Inércia e tempos mortos? Pois sim, mas que se inscrevem no filme como seus elementos constituintes. O conceito de Natureza Morta encontra aqui certo eco. A imobilidade é a matéria-prima num processo de verificação e observação dos objectos e da natureza.

Vimos que esta cena é uma réplica sem protagonistas de outras que se passaram no mesmo local com os respectivos intervenientes. Há aqui uma intencionalidade de limpar todos os códigos narrativos e formais bem como os vestígios do elemento humano. Diálogos, personagens, narrativa explícita é retirada. No entanto alguns elementos de segundo plano, como o autocarro, o homem a cavalo, a enfermeira com o bebé, ou sejam, as evocações e o ”excesso” ou as sobras de uma narrativa prévia codificada, permanecem. Trata-se de um paralelismo formal que questiona, no meu entender, a próprio natureza do cinema. O homem que atravessa a passadeira, com a mão a entrar no plano e a mulher loura que se vira, são disso exemplo como duplos ou fantasmas que nos evocam o suspense do cinema clássico. A alternância de uma hierarquia disputada entre primeiros planos e planos de fundo parece ser uma característica deste cineasta. Esta permuta tende no sentido de cada “camada” ou cortina de imagem poder concorrer para o sentido da outra. Normalmente as paisagens reflectem um estado de espírito do protagonista, mais do que uma intensidade psicológica revelada pela expressão ou pose do actor. A sua pose só significa algo enquanto integrada numa certa composição. Apontado como um abstraccionista, Antonioni contrapõe que naqueles sete minutos todos os objectos têm significado. Apenas restam os objectos da aventura, num mundo que devorou os seres vivos. A arqueologia do presente para Deleuze, como este refere. Reforça-se a ideia de que um espaço vazio é um espaço puro, sem atributos, mas não um vácuo.

__Objetivo do exercício__.
Indique, por favor, o que Antonioni contrapõe, segundo o excerto, quando é apontado como abstraccionista.

__Entradas em bruto__.

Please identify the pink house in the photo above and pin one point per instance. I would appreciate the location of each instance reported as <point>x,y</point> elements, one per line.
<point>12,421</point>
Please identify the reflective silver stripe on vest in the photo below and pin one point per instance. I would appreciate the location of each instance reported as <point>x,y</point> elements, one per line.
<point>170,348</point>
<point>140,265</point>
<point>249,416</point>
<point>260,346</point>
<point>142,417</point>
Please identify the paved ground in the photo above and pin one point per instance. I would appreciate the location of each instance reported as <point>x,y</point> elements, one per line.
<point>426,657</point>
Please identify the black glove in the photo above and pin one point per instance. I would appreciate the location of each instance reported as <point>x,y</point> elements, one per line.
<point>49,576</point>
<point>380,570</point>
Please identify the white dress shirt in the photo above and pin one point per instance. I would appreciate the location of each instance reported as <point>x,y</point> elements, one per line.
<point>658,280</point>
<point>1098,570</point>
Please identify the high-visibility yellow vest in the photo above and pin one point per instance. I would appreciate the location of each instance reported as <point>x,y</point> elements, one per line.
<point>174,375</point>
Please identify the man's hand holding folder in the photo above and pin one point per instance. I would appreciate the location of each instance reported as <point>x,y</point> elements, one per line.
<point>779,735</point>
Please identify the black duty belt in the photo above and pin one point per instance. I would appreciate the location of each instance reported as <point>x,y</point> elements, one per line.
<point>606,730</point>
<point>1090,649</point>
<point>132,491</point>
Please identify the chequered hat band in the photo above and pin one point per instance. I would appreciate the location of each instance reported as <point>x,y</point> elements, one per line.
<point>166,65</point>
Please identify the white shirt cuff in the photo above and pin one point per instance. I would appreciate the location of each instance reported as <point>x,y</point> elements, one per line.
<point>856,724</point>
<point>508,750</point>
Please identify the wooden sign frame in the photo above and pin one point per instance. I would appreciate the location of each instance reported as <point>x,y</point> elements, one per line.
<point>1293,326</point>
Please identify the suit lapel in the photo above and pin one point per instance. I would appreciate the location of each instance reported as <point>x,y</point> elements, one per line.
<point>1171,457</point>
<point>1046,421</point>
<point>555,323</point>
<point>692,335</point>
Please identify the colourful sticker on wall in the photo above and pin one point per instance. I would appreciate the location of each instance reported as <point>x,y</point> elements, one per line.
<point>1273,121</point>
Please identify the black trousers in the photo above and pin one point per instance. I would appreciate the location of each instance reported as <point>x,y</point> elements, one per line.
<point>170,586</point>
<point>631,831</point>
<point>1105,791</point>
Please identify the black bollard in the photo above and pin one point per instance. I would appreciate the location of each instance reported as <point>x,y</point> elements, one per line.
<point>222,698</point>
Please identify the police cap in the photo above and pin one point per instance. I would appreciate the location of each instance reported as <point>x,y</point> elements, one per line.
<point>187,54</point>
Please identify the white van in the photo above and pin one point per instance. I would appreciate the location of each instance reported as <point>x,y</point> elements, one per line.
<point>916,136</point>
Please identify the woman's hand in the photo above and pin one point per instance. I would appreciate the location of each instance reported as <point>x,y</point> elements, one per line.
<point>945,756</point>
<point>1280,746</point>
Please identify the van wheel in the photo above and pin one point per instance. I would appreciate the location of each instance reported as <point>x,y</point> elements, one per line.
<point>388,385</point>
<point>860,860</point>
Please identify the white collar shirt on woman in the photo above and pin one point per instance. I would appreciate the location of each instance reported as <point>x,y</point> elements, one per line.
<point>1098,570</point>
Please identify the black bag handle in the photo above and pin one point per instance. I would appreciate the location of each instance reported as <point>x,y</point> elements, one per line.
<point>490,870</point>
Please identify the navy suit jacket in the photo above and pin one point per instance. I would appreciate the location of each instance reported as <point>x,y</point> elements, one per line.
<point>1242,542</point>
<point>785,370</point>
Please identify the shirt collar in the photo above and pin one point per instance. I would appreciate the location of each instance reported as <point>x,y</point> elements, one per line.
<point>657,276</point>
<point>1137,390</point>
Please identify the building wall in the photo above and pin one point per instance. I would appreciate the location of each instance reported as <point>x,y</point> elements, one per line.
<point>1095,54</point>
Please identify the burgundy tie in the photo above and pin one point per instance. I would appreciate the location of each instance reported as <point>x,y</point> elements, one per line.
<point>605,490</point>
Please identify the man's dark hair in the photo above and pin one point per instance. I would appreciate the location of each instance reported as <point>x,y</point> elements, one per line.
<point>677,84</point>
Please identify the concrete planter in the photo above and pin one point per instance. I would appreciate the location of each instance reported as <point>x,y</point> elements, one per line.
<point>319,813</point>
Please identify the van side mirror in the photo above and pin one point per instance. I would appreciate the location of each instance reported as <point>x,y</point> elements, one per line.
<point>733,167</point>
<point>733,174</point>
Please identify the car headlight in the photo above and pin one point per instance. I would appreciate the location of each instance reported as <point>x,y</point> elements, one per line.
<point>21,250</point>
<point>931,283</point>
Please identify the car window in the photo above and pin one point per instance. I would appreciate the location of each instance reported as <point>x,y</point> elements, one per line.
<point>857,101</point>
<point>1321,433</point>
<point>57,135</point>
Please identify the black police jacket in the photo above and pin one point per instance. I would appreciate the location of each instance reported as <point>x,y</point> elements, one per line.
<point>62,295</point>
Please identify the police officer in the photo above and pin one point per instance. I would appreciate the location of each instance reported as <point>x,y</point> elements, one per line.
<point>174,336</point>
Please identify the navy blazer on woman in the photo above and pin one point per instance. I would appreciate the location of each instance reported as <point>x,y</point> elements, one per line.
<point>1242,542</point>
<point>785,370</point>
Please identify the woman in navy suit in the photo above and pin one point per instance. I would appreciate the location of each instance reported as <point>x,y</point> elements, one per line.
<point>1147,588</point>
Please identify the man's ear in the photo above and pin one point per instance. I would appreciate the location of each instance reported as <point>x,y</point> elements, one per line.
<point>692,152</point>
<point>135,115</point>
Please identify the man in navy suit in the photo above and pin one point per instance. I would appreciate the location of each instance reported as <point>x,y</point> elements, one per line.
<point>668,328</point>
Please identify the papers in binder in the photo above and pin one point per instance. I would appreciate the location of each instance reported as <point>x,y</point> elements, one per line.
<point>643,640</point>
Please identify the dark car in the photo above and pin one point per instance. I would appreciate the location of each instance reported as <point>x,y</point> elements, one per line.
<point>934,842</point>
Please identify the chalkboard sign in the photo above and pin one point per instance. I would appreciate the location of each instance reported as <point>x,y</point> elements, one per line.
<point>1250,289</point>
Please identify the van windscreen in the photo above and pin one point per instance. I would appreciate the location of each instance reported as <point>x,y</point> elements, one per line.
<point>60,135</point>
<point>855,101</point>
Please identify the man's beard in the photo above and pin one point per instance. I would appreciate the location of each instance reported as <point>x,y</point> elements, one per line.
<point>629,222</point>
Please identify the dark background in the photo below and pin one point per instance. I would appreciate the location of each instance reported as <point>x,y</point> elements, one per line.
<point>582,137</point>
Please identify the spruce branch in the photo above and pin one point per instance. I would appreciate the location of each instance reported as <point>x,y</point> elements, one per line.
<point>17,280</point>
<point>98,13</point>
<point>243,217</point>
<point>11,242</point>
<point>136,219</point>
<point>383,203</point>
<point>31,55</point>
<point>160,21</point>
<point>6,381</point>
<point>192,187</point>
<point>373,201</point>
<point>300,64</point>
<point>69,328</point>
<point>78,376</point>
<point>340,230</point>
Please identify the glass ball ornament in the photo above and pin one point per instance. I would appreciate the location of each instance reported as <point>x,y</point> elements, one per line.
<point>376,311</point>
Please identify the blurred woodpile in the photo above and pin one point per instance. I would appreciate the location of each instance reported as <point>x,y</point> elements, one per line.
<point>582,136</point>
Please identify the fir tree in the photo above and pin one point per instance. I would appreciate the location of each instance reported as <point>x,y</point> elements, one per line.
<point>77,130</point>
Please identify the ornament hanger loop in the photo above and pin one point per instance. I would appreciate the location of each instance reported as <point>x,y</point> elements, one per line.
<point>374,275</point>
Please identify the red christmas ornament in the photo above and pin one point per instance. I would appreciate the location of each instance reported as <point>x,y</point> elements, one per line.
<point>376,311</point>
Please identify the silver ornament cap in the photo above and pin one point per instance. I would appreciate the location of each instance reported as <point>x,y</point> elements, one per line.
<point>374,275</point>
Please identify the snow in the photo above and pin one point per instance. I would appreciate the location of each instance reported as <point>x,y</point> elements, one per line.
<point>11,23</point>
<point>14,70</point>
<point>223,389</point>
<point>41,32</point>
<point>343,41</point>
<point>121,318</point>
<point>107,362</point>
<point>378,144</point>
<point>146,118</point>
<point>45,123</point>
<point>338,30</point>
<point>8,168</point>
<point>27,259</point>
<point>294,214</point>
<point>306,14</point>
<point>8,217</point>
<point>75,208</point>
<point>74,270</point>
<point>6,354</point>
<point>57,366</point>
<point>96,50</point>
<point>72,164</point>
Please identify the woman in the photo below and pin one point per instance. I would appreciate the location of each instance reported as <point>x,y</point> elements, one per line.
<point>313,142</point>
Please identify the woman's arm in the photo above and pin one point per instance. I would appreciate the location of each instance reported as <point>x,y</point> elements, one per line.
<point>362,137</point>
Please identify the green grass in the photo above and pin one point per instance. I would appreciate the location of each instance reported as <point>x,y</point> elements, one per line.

__Resultado final__.
Contrapõe que, naqueles sete minutos, todos os objectos têm significado.